• _YOUR OBJECTIVE_
Repeat exactly, and only, the lines from the line containing "of the memphis" through the last line of the records below, including both.

• _PROVIDED RECORDS_
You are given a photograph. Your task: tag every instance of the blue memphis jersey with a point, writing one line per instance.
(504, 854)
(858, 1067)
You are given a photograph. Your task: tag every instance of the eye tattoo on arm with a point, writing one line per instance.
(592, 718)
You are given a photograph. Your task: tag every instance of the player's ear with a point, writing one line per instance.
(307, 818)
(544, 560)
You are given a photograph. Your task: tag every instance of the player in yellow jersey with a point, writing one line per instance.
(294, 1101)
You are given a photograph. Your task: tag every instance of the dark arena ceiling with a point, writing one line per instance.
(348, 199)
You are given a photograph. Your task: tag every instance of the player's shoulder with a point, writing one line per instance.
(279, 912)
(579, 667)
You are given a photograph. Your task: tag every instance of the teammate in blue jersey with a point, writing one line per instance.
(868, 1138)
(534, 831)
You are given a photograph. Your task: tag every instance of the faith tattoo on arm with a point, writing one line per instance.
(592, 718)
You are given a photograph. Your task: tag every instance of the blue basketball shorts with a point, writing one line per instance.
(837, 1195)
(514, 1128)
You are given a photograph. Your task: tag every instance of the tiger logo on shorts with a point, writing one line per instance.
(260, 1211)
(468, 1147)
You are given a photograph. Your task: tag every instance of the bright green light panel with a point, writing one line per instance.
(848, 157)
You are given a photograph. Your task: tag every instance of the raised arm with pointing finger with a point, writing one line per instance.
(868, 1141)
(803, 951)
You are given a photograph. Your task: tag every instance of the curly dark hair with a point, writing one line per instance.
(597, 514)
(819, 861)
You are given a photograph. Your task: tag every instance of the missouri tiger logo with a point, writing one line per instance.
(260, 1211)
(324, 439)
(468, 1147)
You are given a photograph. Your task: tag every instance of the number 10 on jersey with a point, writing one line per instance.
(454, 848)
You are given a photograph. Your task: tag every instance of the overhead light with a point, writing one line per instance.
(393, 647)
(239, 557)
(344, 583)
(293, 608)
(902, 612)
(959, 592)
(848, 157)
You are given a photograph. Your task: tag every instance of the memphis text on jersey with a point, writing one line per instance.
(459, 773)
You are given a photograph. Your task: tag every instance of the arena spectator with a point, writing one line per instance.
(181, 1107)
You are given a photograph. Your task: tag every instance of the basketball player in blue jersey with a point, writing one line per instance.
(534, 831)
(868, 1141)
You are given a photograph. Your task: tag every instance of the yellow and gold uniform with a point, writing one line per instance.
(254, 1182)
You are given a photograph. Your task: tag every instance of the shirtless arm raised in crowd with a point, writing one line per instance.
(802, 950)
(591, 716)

• _RESULT FOR THIS TASK_
You are given a photograph. Your task: tag every instance of the memphis text on jersey with a point, writing one line per instance.
(459, 773)
You are given a photograph. Your task: tag every instance of the arena spectator with a point, writing one line per instance.
(181, 1107)
You are given a photograph. Your task: tag every instance of the basketball player in blue jersey with a point, writing one line per instance.
(534, 831)
(868, 1141)
You are given a photograph. Your task: tag every instance of the yellow and gold uniform with a point, writing one line per instance.
(254, 1182)
You are given a photograph. Your task: tag every instance of the shirtless arm raised in crowd with a point, writing one line per instance.
(802, 950)
(591, 716)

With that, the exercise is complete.